Directions :: The records below must be written out exactly, with every picture left behind.

Data excerpts ::
[start]

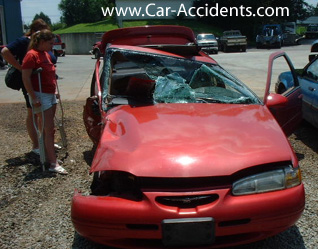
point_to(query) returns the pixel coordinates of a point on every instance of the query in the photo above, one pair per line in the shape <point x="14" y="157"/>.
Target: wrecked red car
<point x="187" y="155"/>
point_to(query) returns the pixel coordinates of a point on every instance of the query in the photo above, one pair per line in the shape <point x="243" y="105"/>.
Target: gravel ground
<point x="35" y="205"/>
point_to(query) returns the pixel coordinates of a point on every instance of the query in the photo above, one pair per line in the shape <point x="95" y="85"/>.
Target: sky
<point x="30" y="8"/>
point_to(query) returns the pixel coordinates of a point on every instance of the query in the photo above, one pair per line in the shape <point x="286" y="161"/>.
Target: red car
<point x="187" y="156"/>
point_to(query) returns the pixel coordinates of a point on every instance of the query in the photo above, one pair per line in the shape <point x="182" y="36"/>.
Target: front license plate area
<point x="188" y="232"/>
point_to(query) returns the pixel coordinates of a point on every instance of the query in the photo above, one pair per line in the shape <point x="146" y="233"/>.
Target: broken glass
<point x="169" y="79"/>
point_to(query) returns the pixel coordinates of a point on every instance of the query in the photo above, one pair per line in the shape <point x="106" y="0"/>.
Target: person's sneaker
<point x="36" y="151"/>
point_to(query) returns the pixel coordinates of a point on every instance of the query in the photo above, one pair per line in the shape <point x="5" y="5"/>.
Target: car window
<point x="312" y="71"/>
<point x="206" y="37"/>
<point x="167" y="79"/>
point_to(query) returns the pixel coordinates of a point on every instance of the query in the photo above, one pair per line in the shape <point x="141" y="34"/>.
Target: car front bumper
<point x="238" y="219"/>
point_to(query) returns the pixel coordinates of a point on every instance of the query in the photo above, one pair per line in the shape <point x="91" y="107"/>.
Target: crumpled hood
<point x="189" y="140"/>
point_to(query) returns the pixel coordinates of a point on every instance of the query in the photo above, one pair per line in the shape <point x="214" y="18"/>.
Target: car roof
<point x="158" y="50"/>
<point x="147" y="35"/>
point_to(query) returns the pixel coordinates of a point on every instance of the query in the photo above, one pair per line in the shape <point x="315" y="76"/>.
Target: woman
<point x="14" y="53"/>
<point x="45" y="100"/>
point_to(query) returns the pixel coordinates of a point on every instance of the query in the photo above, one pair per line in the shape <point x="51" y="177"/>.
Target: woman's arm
<point x="26" y="77"/>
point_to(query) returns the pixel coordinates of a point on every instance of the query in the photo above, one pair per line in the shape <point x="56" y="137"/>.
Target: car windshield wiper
<point x="208" y="100"/>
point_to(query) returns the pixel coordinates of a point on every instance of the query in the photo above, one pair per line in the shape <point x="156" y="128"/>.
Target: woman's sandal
<point x="57" y="169"/>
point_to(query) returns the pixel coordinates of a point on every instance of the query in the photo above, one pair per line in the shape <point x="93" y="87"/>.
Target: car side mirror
<point x="276" y="100"/>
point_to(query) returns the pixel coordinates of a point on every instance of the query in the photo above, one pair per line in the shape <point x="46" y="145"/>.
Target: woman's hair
<point x="43" y="35"/>
<point x="37" y="25"/>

[end]

Answer below ::
point_to(query) returns the pixel coordinates of a point on every instance of the query in the photo above, one pair per line in the shape <point x="14" y="157"/>.
Target: wrecked red car
<point x="187" y="155"/>
point_to(query) returns the pixel coordinates of a point on every instance of the query in the photo above, one pair per line in the shape <point x="243" y="105"/>.
Target: gravel ground
<point x="35" y="205"/>
point_to(query) returns the pixel coordinates of a point on every instance of the query in the photo above, one pair per line in the shape <point x="95" y="85"/>.
Target: sky
<point x="30" y="8"/>
point_to(query) returns the pixel coordinates of a point on every instance of the query in the photo above, one pair per line in the shape <point x="286" y="161"/>.
Target: red car
<point x="187" y="156"/>
point_to(query) returns the pixel coordinates of a point on every instance of the query in the photo above, one pair per line in the shape <point x="182" y="36"/>.
Target: front license plate area
<point x="188" y="232"/>
point_to(query) returns the pixel coordinates of a point on every instance of the query in the photo above, one pair per line in the shape <point x="146" y="233"/>.
Target: broken glass
<point x="169" y="79"/>
point_to(query) returns the pixel coordinates of a point on every instance of the query in the photo above, one pair per line in the shape <point x="106" y="0"/>.
Target: person's sneaker
<point x="36" y="151"/>
point_to(query) returns the pixel coordinates of a point on every instance of the query in the photo above, one pair per line in the shape <point x="5" y="5"/>.
Target: car window
<point x="312" y="71"/>
<point x="206" y="37"/>
<point x="167" y="79"/>
point_to(query) returns the pixel coordinates of a point on every instance of the query in the photo above, one pair per line in the shape <point x="141" y="34"/>.
Target: car front bumper
<point x="238" y="219"/>
point_to(query) returns the pixel coordinates of a point on every instance of the query in the photo above, one pair per line in the shape <point x="91" y="107"/>.
Target: crumpled hood
<point x="189" y="140"/>
point_to(query) returns the pixel coordinates of a point on every instance of the query in the photo above, one pair per line in the shape <point x="214" y="18"/>.
Target: car roof
<point x="158" y="50"/>
<point x="147" y="35"/>
point_to(query) returns the pixel coordinates of a point on every instance of the query in the photo above, one pair per line in the shape <point x="315" y="76"/>.
Target: woman
<point x="14" y="53"/>
<point x="45" y="100"/>
point_to(query) returns the pixel coordinates of a point on every instance of the query in the photo above, one pair per line in the shape <point x="51" y="177"/>.
Target: woman's arm
<point x="26" y="77"/>
point_to(query) returns the pixel coordinates of a point on every instance of the query in the photo above, one pair per line in the shape <point x="56" y="137"/>.
Target: car windshield wiper
<point x="208" y="100"/>
point_to(query) returns the pixel coordinates of a point on every instance of the query in the photo above, one pair per line in the shape <point x="156" y="128"/>.
Target: woman's sandal
<point x="57" y="169"/>
point_to(query) returns the pixel coordinates of a point on every instance of the query in the photo above, one pair per line in the shape <point x="93" y="87"/>.
Target: car side mirror
<point x="276" y="100"/>
point_to(query) returns the pixel coordinates of a point on every instance of the query in the photo above, one pair per line in the shape <point x="46" y="145"/>.
Target: woman's hair
<point x="43" y="35"/>
<point x="37" y="25"/>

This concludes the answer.